**Task objective**: Show every line from the items below that contains the string "instance", copying each one in full.
--- begin Exercise data ---
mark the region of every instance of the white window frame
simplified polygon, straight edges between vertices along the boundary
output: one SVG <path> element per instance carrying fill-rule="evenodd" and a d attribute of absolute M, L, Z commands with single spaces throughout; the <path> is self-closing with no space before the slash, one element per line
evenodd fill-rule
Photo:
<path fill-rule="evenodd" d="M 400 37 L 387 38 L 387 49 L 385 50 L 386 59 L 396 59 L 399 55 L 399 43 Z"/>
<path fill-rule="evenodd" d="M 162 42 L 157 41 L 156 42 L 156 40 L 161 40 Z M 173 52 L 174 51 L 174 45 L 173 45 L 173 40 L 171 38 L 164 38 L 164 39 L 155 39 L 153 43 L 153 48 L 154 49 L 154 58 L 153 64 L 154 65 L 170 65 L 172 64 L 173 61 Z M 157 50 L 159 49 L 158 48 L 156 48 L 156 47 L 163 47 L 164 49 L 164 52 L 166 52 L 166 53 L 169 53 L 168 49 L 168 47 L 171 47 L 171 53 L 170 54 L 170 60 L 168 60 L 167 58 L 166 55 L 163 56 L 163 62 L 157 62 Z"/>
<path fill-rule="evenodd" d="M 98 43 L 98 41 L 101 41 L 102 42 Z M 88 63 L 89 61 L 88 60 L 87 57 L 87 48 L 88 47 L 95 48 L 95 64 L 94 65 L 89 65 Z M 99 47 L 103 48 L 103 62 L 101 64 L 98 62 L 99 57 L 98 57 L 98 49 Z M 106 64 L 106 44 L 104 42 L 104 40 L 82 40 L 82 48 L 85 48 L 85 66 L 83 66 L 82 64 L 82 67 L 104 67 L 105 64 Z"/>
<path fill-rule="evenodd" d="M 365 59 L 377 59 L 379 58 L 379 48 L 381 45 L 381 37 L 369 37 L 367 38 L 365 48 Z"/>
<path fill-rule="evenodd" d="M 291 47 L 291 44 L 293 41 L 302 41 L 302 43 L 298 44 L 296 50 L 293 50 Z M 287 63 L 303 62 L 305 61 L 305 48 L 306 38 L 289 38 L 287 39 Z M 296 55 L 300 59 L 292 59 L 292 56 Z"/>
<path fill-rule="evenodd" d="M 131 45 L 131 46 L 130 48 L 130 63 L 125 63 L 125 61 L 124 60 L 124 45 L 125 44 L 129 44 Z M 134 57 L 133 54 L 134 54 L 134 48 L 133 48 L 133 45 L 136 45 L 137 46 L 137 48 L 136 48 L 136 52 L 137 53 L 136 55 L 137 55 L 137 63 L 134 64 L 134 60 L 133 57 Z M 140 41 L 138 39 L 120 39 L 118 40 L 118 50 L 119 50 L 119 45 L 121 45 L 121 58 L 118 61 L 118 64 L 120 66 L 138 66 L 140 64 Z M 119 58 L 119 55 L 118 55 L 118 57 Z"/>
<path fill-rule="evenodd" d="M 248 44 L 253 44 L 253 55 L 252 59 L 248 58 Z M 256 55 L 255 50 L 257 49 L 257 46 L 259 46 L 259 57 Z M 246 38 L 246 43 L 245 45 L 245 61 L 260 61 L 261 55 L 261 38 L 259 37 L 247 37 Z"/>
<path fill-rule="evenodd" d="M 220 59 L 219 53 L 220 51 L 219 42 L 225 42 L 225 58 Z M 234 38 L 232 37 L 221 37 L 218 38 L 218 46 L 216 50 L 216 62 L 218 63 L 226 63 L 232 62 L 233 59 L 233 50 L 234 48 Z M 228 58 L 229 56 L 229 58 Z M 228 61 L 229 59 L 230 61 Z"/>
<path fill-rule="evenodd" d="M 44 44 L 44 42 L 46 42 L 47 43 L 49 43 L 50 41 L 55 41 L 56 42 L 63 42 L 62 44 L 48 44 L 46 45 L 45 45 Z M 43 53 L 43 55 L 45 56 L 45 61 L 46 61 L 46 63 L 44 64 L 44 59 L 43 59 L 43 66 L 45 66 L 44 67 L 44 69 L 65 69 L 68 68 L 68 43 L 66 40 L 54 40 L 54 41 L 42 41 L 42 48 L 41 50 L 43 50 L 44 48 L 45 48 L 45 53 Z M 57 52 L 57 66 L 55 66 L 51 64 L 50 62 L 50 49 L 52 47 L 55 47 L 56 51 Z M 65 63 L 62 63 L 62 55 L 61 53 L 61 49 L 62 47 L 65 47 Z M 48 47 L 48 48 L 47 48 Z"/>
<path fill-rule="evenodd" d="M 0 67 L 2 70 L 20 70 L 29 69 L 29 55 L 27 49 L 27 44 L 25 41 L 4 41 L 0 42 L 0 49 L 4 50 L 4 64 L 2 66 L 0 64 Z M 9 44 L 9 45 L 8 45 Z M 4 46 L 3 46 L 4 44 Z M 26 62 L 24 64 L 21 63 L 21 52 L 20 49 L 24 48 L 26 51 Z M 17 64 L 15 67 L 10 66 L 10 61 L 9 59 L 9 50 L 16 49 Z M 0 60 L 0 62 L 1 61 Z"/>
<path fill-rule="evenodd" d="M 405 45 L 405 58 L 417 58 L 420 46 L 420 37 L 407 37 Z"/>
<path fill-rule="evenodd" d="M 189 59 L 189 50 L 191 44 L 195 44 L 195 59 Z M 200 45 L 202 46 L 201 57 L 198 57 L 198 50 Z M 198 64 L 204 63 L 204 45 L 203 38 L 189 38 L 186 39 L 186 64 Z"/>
--- end Exercise data ---
**Exercise response**:
mark the region of every instance of the white window frame
output: one SVG <path> element per instance carrying fill-rule="evenodd" and a d attribute of absolute M, L, Z commands with single spaces throughout; the <path> is self-closing with no space before the slash, one element per line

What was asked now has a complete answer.